**Stored data entries**
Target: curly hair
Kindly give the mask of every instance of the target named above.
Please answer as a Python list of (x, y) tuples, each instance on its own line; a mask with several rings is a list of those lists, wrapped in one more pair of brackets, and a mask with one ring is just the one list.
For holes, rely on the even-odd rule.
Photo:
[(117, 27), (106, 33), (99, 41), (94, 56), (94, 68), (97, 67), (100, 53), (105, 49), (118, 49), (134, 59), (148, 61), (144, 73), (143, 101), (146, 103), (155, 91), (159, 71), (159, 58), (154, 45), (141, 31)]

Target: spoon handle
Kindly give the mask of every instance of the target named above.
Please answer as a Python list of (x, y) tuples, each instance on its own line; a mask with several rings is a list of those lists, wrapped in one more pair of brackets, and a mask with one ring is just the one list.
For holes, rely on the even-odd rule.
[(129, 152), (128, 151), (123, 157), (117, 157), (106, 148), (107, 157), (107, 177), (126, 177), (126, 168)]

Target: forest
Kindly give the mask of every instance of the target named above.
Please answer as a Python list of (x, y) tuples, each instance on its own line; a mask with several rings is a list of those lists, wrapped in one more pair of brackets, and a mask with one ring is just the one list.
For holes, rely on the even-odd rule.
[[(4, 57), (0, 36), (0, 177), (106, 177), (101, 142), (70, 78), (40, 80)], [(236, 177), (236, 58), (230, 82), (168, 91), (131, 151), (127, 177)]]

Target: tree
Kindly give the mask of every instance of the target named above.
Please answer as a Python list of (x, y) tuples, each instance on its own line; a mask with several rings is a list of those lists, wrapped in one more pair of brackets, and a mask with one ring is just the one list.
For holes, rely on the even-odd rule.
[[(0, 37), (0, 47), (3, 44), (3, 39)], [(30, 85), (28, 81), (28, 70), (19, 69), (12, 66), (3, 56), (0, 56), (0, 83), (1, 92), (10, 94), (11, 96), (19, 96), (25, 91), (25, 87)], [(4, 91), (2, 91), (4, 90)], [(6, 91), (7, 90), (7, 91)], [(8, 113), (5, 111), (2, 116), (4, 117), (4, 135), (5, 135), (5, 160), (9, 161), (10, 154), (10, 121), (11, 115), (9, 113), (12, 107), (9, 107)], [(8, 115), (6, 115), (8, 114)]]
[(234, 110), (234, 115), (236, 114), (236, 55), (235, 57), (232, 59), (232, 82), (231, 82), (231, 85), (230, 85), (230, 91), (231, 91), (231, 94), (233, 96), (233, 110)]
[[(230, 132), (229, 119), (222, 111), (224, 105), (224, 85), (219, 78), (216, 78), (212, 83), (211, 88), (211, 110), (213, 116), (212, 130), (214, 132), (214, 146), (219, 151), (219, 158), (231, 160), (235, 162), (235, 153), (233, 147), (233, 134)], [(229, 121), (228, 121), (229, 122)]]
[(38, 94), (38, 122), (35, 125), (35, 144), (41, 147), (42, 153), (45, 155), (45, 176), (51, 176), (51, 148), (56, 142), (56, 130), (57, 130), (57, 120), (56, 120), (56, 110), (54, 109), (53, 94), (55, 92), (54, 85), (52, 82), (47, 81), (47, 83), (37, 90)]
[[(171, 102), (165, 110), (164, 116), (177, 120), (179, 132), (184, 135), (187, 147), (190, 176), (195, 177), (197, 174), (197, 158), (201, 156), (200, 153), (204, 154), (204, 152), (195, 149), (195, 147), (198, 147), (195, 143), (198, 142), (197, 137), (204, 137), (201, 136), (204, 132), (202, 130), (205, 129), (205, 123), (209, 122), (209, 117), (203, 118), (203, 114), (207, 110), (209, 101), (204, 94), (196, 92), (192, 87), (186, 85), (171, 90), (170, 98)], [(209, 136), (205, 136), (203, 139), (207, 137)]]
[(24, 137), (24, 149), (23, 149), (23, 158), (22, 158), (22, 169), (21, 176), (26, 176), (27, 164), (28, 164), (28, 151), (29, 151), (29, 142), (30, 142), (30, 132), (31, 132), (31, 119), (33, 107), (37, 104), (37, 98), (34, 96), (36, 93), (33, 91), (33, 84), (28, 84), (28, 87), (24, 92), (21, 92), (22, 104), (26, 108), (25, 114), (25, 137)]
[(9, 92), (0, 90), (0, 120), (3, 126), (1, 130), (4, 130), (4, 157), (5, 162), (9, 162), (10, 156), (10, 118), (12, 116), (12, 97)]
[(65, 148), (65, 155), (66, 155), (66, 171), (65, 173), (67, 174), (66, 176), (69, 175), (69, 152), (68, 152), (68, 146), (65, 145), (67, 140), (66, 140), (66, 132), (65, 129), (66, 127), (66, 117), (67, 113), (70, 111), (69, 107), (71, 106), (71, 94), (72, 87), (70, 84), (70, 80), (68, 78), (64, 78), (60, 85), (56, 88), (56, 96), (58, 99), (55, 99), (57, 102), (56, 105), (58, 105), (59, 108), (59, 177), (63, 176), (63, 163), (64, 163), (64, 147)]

==

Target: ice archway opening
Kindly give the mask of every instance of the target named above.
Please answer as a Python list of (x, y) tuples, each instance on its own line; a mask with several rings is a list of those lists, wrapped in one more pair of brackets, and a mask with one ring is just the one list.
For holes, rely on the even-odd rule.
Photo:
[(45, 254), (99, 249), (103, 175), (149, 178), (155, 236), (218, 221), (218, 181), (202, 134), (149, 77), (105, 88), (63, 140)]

**Activity**
Only the lines above from the one with "Target: spoon handle" through the one with "Target: forest" should be duplicated, character for character.

**The completed task**
Target: spoon handle
Kindly give the mask of every instance of the target named above.
Please answer as a Python list of (x, y) tuples, each instance on its own line; a mask with several rings is a list of those lists, wrapped in one more pair of brackets, and a mask with one ring is just the one list.
For holes, rely on the even-odd rule.
[(129, 152), (128, 151), (123, 157), (117, 157), (106, 148), (107, 157), (107, 177), (126, 177), (126, 168)]

Target: forest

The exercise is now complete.